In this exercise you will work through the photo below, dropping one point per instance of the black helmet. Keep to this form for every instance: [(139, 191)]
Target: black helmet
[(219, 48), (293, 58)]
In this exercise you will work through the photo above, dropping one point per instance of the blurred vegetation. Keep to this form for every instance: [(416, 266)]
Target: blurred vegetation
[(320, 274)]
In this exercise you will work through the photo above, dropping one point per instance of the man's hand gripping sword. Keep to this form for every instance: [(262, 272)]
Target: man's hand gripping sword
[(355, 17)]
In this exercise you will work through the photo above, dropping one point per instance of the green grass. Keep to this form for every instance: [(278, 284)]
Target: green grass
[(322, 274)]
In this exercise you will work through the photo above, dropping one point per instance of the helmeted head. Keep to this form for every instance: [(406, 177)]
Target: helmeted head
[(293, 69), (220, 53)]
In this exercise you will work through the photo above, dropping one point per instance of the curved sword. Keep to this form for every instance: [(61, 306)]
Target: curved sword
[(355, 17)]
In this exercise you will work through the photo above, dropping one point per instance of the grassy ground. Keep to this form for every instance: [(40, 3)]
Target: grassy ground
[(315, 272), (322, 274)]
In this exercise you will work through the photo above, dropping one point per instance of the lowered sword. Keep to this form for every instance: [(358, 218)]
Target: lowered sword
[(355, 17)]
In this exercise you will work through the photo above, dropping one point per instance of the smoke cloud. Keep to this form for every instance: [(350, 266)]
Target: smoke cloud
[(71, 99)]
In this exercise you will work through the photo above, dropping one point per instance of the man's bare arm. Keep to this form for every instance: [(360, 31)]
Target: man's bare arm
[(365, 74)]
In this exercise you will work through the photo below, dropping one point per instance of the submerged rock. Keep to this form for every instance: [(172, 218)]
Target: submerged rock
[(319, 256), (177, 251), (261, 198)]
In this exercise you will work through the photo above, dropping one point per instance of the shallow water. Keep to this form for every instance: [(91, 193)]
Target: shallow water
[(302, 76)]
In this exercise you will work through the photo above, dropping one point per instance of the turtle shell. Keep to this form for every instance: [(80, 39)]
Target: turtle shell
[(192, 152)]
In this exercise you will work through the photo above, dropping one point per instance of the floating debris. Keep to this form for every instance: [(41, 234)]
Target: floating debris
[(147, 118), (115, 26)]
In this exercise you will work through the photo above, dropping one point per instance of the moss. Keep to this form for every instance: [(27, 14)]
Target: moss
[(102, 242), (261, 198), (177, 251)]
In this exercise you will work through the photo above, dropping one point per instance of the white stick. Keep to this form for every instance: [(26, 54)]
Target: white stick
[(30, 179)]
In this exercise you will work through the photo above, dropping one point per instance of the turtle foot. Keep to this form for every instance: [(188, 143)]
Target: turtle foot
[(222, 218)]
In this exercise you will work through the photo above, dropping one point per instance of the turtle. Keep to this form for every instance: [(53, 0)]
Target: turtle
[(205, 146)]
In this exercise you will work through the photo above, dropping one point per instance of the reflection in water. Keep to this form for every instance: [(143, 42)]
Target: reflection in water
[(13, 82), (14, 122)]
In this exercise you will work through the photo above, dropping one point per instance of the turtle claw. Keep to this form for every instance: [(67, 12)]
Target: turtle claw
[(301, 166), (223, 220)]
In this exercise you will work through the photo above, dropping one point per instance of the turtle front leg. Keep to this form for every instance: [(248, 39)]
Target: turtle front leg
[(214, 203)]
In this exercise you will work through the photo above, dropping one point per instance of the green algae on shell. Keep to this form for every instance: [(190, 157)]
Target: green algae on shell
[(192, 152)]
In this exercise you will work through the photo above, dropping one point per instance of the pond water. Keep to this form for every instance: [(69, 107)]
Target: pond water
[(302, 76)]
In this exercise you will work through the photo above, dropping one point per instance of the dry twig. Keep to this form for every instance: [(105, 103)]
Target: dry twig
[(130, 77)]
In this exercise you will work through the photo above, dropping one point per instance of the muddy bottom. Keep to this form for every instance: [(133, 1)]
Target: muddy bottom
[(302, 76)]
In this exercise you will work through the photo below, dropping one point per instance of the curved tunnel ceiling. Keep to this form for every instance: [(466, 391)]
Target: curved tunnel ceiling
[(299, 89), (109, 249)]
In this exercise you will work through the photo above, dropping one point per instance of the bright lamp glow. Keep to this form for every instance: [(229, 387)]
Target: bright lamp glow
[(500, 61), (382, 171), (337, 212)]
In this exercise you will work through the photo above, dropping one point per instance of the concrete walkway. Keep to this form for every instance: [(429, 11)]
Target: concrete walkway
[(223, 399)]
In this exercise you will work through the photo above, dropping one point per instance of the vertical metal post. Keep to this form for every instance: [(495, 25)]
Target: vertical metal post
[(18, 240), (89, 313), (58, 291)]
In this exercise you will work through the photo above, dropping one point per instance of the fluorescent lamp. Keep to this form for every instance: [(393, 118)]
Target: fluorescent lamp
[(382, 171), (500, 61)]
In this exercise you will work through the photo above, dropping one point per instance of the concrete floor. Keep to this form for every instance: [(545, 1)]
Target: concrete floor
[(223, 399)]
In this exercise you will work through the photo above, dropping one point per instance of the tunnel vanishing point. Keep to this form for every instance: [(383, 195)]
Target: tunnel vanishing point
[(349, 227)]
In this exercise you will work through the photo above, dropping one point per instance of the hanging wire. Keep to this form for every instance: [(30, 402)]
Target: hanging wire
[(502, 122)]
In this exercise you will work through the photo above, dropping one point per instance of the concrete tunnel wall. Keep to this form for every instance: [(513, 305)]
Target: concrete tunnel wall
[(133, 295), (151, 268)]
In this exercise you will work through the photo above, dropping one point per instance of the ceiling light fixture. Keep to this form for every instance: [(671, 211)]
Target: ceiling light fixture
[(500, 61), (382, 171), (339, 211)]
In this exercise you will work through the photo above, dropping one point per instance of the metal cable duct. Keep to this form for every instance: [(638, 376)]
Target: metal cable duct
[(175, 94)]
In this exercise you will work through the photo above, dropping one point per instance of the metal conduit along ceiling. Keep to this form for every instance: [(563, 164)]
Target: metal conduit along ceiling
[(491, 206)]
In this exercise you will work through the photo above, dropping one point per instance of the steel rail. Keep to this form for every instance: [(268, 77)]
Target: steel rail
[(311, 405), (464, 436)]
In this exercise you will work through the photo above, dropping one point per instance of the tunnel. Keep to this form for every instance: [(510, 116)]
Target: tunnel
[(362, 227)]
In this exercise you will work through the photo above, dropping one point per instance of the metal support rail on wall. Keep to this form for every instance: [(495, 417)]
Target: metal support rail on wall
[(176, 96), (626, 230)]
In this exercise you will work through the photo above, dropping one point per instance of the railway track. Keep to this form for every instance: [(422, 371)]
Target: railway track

GIVEN PROBLEM: Please write out all of the rows above again, word for word, with nothing changed.

RESULT:
In this exercise you will work through the photo below, dropping one point per instance of the black helmet. Keep to this form for every instance: [(139, 191)]
Target: black helmet
[(219, 48), (293, 58)]
In this exercise you will work through the photo above, dropping one point per instance of the blurred vegetation. Keep to this form for every instance: [(416, 266)]
Target: blurred vegetation
[(320, 274)]
In this exercise you will work through the photo above, dropping one point per instance of the man's hand gripping sword. Keep to this form for every instance: [(262, 272)]
Target: man's hand gripping sword
[(355, 17)]
In this exercise you will work through the photo above, dropping one point per instance of the green grass. Keep to this form for every instance: [(278, 284)]
Target: green grass
[(322, 274)]
In this exercise you will work through the photo above, dropping one point per instance of the helmeted head. Keep to this form for every instance: [(406, 177)]
Target: helmeted head
[(293, 69), (220, 53)]
In this exercise you will work through the photo above, dropping one point per instance of the curved sword. Keep to this form for every instance: [(61, 306)]
Target: curved sword
[(355, 17)]
In this exercise you will work through the photo above, dropping one point per instance of the grassy ground. Keep to this form for every instance: [(40, 3)]
Target: grassy ground
[(315, 272), (322, 274)]
In this exercise you will work through the photo above, dropping one point per instance of the lowered sword. Keep to this form for every instance: [(358, 218)]
Target: lowered sword
[(355, 17)]
In this exercise you will work through the photo above, dropping one point per instance of the smoke cloud. Keep to this form for every instance: [(350, 266)]
Target: smoke cloud
[(71, 99)]
In this exercise you will work through the photo above, dropping one point per instance of the man's bare arm. Keep to this form for every instance: [(360, 31)]
Target: man's bare arm
[(365, 74)]
In this exercise you will work through the photo below, dropping one point per instance of the submerged rock. Keep to this form for every instance: [(172, 218)]
Target: submerged rock
[(319, 256), (177, 251), (261, 198)]
In this exercise you will work through the photo above, dropping one point per instance of the shallow water. Keep to this form for every instance: [(91, 193)]
Target: shallow water
[(302, 76)]
In this exercise you will work through the photo above, dropping one point per instance of the turtle shell. Keep to this form for every instance: [(80, 39)]
Target: turtle shell
[(192, 152)]
In this exercise you will work through the photo above, dropping one point per instance of the floating debris. Keep to this form for every instance: [(41, 234)]
Target: floating debris
[(147, 118), (115, 26)]
In this exercise you will work through the photo above, dropping one point per instance of the moss. Keep to this form for every instance: [(27, 14)]
Target: moss
[(102, 242), (261, 198), (177, 251)]
In this exercise you will work through the photo above, dropping one point per instance of the white stick. Keep to this form for every instance: [(26, 54)]
Target: white stick
[(30, 179)]
In this exercise you will work through the photo above, dropping one point per instance of the turtle foot. Keep to this form for every instance: [(188, 143)]
Target: turtle foot
[(222, 218)]
In this exercise you will work through the photo above, dropping one point per instance of the turtle. Keep to this form for every instance: [(53, 0)]
Target: turtle
[(205, 146)]
In this exercise you will work through the photo above, dropping one point per instance of the reflection in water. Keep to this form for every instance: [(143, 42)]
Target: reflection in water
[(13, 82), (14, 122)]
In this exercise you will work through the photo above, dropping one point per instance of the turtle claw. Keep to this form for every instance: [(67, 12)]
Target: turtle claw
[(301, 166), (223, 220)]
In this exercise you will work through the photo above, dropping one point per instance of the turtle front leg. Keep to this form for every instance: [(248, 39)]
Target: turtle front leg
[(214, 203)]
In this exercise you will work through the photo above, dropping one point per instance of the green algae on shell. Keep to this form for every instance: [(190, 157)]
Target: green algae on shell
[(192, 152)]
In this exercise you will work through the photo above, dropping one point per instance of the pond water. Keep to this form for every instance: [(69, 107)]
Target: pond water
[(302, 76)]
In this exercise you will work through the photo above, dropping one point per instance of the dry twig. Keep to this form for every instance: [(105, 103)]
Target: dry twig
[(130, 77)]
In this exercise you will work through the photo above, dropping one point per instance of the muddy bottom. Keep to this form for every instance: [(133, 1)]
Target: muddy bottom
[(302, 76)]
In this exercise you will work through the photo below, dropping one point per instance of the curved tunnel ceiling. Keep to this form for every instance: [(466, 391)]
Target: curved tunnel ceiling
[(299, 89), (109, 249)]
In this exercise you will work through the photo above, dropping one point per instance of the bright lamp glow. Keep to this form for every instance: [(229, 387)]
Target: bright lamp glow
[(500, 61), (382, 171), (337, 212)]
In this exercise you will work through the photo above, dropping one point per instance of the concrete walkway. Keep to this form for every instance: [(429, 11)]
Target: concrete walkway
[(223, 399)]
In this exercise you will work through the photo above, dropping one point per instance of the vertical metal post. Keep to this form for every instance: [(495, 25)]
Target: vertical metal post
[(18, 240), (89, 313), (58, 291)]
In this exercise you will work through the photo above, dropping one point per instance of the fluorescent lamp. Keep to this form for every instance: [(393, 118)]
Target: fluorescent lamp
[(382, 171), (500, 61)]
In this exercise you will work through the photo above, dropping one point per instance of the concrete floor. Keep to this form for every instance: [(545, 1)]
Target: concrete floor
[(223, 399)]
In this exercise you will work through the photo above, dropping one point per instance of the tunnel vanishing point. Keep to this form for every instance: [(383, 195)]
Target: tunnel vanishing point
[(349, 227)]
In this exercise you will work through the photo above, dropping one point per instance of the hanging wire. Keep to this form for every instance: [(30, 402)]
Target: hanging wire
[(502, 122)]
In this exercise you will work through the photo above, dropping one point per instance of the concrete tunnel wall. Keep to this form for every instance: [(513, 305)]
Target: concrete tunnel wall
[(133, 295), (151, 268)]
In this exercise you will work through the photo above, dropping one point per instance of the ceiling light fixture. Keep to this form for every instance: [(671, 211)]
Target: ceiling light fixture
[(500, 61), (382, 171), (339, 211)]
In this exercise you will work through the photo above, dropping one point per instance of the metal cable duct. Keep to this form for every instance: [(638, 376)]
Target: metal cable duct
[(175, 94)]
In this exercise you will work through the photo above, dropping one point per instance of the metal conduit along ceiling. Keep to this form for every instance: [(563, 164)]
Target: metal conduit along ceiling
[(491, 206)]
In this exercise you will work through the photo above, dropping one point per instance of the steel rail. Keep to this form for every instance: [(268, 77)]
Target: steel rail
[(311, 405), (464, 436)]
In this exercise you will work through the photo above, dropping one point per instance of the tunnel. Keep to this form for every instance: [(510, 116)]
Target: tunnel
[(362, 227)]
In this exercise you will work through the photo above, dropping one point per instance of the metal support rail on wall. Keep to this form for every instance: [(495, 417)]
Target: metal support rail on wall
[(176, 96), (626, 230)]
In this exercise you will work through the photo above, dropping one point per instance of the railway track. Keep to this form for every instance: [(422, 371)]
Target: railway track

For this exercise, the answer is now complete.